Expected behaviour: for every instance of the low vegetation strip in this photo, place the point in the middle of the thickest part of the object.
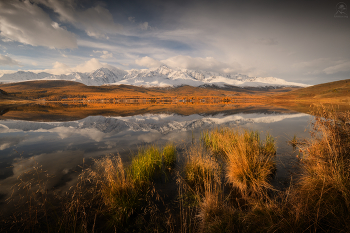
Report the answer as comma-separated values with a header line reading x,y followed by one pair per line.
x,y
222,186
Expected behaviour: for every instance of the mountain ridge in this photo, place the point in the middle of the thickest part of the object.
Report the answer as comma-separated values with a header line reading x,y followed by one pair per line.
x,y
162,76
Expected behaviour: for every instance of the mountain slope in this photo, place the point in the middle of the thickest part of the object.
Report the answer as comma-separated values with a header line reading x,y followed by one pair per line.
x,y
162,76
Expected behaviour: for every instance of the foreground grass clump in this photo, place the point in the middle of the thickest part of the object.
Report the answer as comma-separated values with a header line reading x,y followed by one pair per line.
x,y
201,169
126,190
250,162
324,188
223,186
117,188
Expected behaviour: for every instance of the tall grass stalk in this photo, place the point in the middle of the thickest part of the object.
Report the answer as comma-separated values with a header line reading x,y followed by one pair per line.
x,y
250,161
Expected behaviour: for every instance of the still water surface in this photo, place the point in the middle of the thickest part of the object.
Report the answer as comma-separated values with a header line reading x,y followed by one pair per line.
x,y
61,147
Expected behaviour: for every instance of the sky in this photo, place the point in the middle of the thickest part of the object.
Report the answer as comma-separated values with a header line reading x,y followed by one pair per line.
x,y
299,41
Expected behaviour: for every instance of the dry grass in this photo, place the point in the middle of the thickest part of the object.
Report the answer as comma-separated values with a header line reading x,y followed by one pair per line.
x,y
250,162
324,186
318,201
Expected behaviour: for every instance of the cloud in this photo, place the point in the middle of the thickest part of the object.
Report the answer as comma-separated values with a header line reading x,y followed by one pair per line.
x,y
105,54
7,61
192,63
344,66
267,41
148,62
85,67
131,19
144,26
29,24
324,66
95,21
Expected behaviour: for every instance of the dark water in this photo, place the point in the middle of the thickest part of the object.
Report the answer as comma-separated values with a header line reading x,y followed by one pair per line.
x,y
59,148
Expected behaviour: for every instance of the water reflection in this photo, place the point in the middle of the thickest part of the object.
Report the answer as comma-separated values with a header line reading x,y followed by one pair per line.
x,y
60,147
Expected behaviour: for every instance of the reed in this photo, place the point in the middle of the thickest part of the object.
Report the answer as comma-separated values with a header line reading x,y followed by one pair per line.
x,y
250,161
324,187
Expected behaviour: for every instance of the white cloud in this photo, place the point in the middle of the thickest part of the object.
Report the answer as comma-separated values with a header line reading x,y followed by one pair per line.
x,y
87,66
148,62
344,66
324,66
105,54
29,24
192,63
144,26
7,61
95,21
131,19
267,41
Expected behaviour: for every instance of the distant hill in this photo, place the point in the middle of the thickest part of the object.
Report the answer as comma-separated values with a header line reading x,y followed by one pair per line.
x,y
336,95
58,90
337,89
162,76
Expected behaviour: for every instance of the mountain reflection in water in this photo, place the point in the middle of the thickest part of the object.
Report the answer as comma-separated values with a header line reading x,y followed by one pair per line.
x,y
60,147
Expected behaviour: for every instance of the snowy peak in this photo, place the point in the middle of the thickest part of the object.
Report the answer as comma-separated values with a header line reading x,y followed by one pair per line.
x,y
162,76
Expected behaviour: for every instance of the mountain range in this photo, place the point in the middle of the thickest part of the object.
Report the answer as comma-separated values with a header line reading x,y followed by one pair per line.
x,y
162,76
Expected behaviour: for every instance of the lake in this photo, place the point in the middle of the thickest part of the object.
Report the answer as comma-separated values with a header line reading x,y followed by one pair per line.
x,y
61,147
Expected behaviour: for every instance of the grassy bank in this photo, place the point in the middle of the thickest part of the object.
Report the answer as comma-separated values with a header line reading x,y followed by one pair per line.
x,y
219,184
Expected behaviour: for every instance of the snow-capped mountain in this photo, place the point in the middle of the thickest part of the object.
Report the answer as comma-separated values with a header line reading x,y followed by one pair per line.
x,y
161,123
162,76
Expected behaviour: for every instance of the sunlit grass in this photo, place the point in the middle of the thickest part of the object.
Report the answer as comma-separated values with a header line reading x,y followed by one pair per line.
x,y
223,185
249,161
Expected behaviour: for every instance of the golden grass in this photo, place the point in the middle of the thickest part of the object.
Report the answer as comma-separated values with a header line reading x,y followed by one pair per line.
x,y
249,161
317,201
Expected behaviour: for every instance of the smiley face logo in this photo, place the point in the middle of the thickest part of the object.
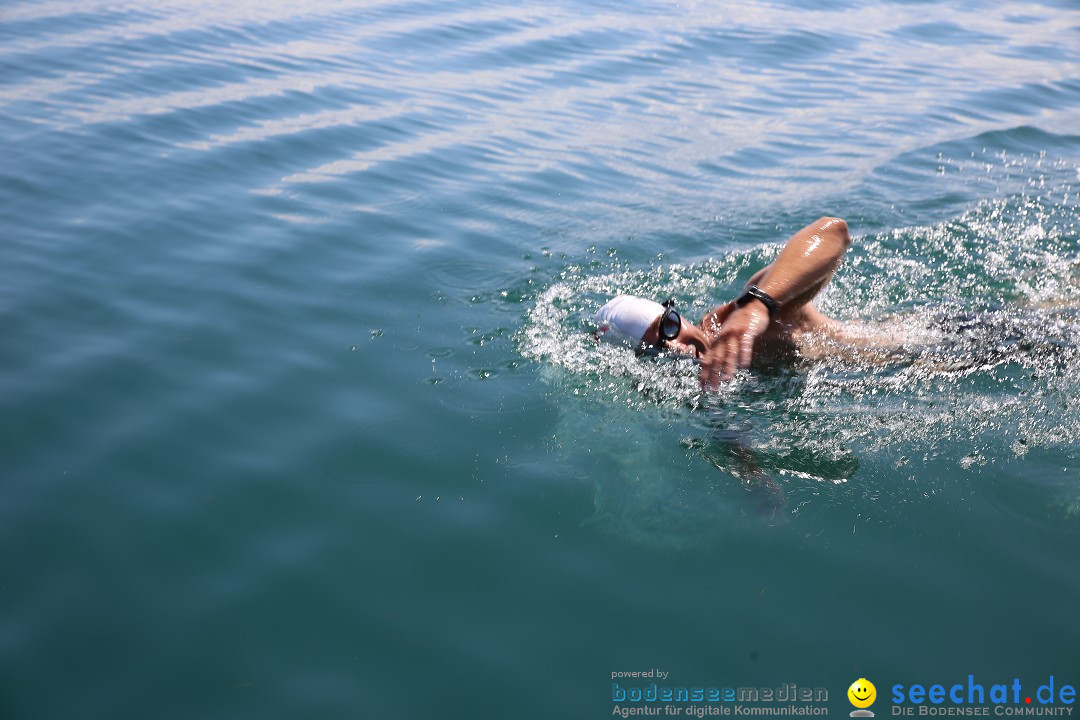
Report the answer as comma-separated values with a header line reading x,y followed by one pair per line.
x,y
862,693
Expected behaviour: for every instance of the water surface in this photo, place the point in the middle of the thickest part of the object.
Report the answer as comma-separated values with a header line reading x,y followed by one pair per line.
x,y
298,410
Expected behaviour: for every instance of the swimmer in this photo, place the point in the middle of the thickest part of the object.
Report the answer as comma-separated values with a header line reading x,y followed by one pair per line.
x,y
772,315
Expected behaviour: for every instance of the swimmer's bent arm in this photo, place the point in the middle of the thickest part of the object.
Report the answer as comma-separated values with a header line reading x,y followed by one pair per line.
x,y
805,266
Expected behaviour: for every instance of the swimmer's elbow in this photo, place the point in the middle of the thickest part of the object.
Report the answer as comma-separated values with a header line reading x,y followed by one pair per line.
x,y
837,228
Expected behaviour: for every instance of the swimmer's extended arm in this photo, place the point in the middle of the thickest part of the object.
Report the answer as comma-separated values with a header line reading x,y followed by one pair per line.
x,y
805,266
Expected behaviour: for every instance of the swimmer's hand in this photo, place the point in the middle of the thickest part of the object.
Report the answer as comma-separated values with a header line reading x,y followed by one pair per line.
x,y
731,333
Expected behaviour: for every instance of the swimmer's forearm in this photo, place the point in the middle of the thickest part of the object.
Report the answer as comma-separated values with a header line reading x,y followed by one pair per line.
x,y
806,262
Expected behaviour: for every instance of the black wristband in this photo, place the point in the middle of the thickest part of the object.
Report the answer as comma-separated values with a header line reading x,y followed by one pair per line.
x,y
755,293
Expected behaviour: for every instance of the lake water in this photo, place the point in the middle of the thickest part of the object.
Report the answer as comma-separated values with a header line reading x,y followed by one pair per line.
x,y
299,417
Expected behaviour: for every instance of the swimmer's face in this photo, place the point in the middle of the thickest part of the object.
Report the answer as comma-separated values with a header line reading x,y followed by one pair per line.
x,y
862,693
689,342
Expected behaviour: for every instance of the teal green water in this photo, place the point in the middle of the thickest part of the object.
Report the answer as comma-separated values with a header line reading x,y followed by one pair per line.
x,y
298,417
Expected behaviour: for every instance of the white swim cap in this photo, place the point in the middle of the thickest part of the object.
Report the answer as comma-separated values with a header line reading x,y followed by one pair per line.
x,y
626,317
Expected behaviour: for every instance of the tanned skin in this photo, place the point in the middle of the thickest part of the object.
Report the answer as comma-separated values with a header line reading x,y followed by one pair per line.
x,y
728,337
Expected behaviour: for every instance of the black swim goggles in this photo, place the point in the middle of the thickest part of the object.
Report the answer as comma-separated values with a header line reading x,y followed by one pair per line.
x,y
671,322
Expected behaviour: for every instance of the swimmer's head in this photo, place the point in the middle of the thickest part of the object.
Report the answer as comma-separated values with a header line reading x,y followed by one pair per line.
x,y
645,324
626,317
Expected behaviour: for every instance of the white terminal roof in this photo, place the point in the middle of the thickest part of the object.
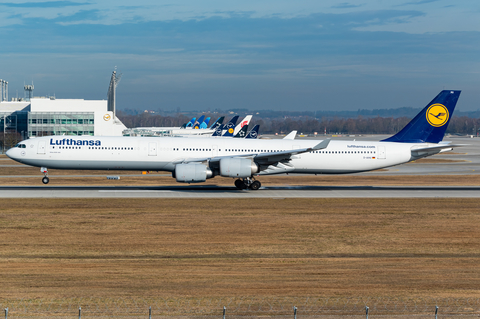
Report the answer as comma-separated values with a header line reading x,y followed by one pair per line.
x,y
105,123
□ □ □
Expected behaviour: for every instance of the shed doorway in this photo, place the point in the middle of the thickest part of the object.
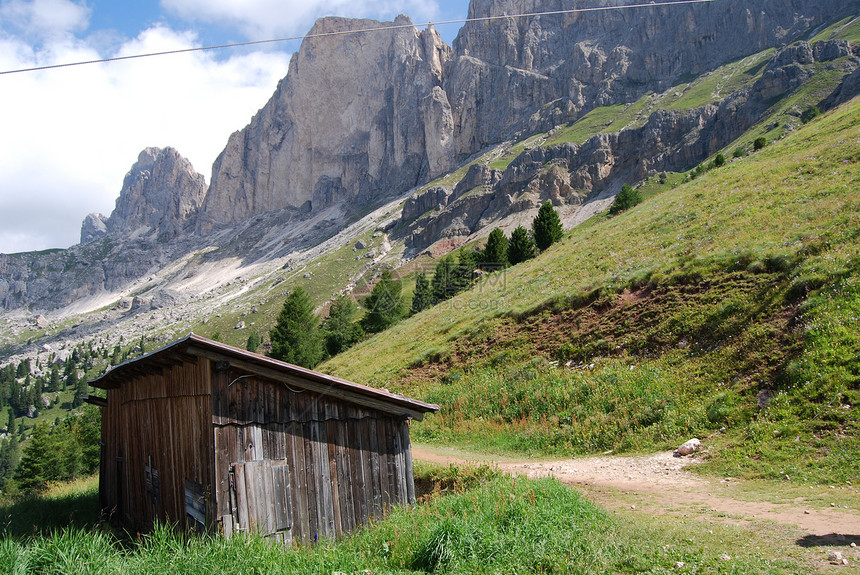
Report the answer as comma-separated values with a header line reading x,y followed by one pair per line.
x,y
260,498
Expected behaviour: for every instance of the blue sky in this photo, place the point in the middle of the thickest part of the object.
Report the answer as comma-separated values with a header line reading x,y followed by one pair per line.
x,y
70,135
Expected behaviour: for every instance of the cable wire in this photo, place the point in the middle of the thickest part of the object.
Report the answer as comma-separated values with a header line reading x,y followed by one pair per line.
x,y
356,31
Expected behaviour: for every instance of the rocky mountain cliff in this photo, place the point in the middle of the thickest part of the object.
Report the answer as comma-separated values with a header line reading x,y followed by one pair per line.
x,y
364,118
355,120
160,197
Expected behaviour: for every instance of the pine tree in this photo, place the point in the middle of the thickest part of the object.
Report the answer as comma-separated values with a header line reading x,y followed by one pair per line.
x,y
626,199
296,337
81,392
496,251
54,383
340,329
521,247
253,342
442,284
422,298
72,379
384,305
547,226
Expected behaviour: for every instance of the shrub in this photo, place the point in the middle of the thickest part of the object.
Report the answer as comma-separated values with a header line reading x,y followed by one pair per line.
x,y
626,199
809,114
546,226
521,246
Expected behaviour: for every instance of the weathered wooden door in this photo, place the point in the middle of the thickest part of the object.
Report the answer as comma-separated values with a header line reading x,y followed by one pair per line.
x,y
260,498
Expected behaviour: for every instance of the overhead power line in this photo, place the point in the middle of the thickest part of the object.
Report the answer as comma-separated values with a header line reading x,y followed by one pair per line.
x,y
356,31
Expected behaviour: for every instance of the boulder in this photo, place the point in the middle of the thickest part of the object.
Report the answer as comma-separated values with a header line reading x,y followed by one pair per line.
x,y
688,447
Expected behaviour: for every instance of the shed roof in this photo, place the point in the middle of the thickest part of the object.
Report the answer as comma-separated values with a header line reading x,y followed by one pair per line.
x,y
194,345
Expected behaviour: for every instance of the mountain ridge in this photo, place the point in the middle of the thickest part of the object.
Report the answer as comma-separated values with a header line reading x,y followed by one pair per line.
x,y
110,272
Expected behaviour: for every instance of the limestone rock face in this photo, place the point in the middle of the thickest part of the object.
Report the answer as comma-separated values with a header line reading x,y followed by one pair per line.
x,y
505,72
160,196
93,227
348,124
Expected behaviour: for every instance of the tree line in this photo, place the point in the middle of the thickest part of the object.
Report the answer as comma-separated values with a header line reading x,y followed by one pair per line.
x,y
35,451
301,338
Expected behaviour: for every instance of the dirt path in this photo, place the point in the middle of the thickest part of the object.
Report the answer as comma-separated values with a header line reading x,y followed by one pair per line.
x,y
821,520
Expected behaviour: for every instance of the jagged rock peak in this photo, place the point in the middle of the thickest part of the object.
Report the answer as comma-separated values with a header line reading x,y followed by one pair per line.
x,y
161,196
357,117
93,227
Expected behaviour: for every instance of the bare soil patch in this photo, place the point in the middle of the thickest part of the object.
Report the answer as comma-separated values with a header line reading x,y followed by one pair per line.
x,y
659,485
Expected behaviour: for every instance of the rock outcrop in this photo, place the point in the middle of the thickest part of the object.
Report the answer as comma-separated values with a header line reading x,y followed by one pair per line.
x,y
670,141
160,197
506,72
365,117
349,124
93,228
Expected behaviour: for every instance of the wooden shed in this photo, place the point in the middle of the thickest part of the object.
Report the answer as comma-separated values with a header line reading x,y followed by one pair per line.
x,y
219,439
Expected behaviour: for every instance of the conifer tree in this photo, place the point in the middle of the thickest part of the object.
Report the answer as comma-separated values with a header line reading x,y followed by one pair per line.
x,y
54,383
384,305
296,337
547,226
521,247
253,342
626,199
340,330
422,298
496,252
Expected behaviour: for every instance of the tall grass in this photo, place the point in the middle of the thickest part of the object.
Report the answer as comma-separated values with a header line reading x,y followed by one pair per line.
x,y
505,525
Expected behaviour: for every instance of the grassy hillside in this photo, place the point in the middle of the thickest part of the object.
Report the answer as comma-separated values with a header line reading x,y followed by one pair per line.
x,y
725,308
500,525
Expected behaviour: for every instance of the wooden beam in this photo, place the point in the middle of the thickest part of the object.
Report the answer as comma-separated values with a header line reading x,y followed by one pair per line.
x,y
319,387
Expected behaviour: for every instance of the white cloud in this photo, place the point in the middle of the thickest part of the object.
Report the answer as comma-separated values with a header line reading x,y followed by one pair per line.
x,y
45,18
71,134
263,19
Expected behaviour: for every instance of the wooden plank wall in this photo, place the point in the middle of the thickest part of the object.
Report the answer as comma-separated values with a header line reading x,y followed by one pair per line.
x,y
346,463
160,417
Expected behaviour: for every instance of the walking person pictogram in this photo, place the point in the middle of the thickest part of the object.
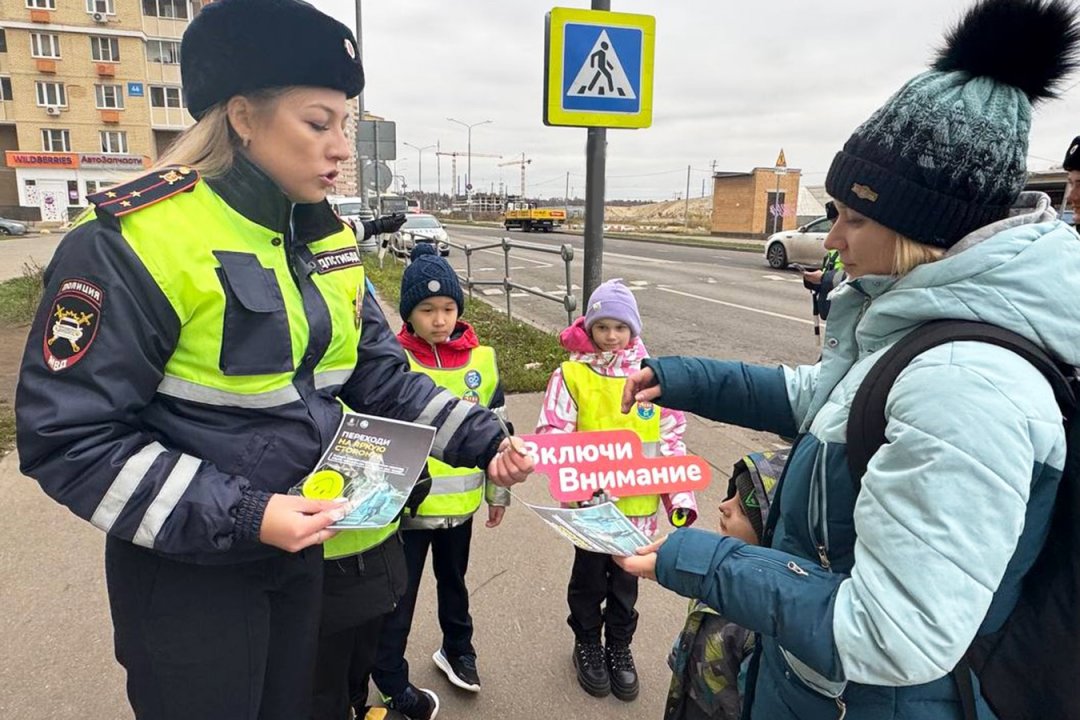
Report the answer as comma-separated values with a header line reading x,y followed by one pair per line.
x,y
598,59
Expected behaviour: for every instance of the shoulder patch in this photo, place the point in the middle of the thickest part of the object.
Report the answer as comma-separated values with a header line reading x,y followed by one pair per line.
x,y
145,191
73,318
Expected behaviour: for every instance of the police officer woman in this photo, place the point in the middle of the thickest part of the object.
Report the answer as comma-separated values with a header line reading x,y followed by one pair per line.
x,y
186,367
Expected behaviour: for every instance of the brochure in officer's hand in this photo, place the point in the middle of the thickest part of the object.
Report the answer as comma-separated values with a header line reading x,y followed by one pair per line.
□ □ □
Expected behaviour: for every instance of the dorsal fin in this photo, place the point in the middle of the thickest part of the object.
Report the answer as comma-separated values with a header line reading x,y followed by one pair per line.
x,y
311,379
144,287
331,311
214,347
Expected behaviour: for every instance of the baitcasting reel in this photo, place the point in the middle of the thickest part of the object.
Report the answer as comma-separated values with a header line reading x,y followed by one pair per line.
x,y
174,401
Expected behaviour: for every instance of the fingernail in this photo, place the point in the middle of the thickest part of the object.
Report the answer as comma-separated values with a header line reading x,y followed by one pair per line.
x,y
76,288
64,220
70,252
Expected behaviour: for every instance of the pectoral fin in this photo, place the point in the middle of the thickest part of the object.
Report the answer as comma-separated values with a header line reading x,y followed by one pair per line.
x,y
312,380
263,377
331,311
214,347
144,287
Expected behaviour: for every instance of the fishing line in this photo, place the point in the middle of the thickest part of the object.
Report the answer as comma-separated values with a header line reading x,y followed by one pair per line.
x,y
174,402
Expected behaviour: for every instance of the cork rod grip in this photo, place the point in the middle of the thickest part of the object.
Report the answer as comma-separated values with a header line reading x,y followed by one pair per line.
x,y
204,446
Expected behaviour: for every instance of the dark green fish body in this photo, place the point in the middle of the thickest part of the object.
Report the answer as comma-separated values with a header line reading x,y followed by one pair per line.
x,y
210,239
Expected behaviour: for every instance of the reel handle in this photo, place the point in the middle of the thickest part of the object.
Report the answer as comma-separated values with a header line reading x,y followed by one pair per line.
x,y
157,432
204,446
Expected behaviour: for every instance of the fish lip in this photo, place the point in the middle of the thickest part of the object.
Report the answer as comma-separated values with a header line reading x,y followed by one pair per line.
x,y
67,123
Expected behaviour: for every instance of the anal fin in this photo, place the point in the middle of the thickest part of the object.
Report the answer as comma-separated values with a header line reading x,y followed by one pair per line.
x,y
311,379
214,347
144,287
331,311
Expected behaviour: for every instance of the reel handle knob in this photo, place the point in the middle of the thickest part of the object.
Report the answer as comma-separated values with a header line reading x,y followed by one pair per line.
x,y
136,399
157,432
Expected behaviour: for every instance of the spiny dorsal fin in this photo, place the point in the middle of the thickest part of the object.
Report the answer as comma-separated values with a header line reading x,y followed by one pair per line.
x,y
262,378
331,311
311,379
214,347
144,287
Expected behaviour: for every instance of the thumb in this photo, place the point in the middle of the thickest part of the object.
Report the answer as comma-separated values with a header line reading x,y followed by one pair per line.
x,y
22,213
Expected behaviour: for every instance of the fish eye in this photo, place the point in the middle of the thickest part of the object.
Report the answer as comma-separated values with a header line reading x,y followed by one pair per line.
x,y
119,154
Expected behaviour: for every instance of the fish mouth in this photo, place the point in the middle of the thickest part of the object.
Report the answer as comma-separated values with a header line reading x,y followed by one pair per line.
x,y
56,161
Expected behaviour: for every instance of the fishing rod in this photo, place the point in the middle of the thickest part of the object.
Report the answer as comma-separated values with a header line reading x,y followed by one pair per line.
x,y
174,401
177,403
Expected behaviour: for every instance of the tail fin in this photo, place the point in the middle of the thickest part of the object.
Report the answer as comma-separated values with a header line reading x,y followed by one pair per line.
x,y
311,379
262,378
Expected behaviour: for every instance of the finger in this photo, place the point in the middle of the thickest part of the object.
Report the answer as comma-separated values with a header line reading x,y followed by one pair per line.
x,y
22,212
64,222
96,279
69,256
□ □ □
How many lines in the records above contain the word "black", with case counting? Give only the number.

- [Reply] 2